Records from a data collection
BEGIN

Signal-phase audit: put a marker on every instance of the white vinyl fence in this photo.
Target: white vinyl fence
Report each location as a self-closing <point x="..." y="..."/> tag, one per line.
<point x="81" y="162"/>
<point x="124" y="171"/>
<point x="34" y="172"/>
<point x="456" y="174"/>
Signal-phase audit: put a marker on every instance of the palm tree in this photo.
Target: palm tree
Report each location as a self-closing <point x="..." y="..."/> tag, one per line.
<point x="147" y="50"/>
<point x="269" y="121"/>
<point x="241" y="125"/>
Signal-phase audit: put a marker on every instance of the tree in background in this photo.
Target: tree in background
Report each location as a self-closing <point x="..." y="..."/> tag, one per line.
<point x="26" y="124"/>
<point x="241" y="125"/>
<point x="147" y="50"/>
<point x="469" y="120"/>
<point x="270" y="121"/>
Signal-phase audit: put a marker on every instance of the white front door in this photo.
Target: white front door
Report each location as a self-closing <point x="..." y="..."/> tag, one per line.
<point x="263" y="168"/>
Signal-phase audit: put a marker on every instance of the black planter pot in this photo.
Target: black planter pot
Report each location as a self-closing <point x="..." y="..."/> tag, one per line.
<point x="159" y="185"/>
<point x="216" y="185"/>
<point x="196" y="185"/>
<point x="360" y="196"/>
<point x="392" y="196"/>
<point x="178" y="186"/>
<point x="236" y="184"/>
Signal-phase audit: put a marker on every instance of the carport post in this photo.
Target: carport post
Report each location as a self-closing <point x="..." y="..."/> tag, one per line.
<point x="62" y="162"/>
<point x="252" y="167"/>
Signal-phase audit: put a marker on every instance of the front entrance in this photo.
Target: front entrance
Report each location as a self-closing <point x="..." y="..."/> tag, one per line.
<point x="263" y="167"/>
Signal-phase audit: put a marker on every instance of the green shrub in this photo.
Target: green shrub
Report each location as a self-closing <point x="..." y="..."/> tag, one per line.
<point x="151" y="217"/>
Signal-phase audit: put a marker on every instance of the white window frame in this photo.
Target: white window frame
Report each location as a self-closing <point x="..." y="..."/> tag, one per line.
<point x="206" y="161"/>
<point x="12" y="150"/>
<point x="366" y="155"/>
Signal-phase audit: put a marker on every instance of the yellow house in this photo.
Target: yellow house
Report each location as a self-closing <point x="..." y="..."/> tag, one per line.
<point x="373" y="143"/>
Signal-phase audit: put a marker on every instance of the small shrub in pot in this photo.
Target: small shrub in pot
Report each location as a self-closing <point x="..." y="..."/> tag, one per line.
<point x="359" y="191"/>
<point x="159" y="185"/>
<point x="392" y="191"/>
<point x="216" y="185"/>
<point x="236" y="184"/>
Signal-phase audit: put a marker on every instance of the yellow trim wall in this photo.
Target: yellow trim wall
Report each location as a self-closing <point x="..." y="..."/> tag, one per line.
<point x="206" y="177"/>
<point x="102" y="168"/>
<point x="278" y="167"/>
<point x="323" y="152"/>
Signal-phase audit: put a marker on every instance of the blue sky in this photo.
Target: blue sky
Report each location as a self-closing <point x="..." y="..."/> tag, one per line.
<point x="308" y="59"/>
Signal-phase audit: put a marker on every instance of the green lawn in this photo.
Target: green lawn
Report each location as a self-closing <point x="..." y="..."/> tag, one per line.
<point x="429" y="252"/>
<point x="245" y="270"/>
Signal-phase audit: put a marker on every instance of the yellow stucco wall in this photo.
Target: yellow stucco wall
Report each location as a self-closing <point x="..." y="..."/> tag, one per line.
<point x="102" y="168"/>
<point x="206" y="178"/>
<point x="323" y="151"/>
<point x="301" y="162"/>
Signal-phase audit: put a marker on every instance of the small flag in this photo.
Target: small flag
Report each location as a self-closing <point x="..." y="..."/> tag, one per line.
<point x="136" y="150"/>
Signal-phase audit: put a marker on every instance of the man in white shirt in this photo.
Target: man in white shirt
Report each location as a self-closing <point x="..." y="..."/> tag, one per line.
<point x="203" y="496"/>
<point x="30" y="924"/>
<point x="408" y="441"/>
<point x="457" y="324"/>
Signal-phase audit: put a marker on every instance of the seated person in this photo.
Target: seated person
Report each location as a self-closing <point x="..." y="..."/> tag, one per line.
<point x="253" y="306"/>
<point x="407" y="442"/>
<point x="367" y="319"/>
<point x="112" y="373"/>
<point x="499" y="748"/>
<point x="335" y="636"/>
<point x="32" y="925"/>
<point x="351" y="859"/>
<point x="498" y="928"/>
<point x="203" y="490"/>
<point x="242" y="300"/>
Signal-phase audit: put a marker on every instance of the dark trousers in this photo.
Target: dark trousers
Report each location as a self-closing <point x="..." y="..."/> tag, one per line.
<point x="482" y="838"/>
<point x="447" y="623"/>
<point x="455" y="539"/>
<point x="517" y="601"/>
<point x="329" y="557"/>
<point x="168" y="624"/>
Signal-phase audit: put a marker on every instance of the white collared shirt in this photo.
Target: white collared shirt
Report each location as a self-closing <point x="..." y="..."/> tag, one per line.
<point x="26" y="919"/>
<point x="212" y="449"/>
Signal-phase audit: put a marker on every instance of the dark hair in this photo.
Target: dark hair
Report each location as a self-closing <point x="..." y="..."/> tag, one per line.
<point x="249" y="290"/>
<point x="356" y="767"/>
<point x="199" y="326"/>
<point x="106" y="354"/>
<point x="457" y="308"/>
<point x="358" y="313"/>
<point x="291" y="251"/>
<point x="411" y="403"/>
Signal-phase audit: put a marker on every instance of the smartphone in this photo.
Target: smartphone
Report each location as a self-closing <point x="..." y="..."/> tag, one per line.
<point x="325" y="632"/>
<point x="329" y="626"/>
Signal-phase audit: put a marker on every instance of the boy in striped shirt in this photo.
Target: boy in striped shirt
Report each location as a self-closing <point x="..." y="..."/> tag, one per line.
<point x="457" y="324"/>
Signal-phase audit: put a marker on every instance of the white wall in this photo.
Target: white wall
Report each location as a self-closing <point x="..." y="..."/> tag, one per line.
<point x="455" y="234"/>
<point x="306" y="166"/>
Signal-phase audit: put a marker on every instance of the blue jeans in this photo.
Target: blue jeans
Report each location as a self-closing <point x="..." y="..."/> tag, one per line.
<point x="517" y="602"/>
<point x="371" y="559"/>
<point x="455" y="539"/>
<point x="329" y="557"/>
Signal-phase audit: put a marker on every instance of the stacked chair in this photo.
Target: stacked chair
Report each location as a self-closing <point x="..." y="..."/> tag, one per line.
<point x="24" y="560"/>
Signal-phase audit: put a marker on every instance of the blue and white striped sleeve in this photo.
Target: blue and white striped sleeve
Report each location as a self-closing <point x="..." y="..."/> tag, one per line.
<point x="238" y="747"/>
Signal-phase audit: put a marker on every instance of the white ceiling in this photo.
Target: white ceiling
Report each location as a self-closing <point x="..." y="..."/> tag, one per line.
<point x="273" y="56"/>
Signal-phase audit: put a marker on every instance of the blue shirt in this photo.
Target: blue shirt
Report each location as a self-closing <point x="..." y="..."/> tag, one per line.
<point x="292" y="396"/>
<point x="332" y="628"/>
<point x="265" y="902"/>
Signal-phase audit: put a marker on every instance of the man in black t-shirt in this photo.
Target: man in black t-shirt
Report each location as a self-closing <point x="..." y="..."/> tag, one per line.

END

### WORK INSTRUCTION
Starting from the line containing "Target: blue shirt", repeat each line through the end of the entries, exactly.

### RESPONSE AREA
Target: blue shirt
Report each location as a self-closing <point x="..." y="..."/> tag, one per line.
<point x="292" y="396"/>
<point x="332" y="628"/>
<point x="265" y="902"/>
Signal-phase audit: put a marker on every instance of the man in black t-shirt in this photo.
Target: man in black t-shirt
Report each location as a self-closing <point x="..." y="..."/> tag, one per line.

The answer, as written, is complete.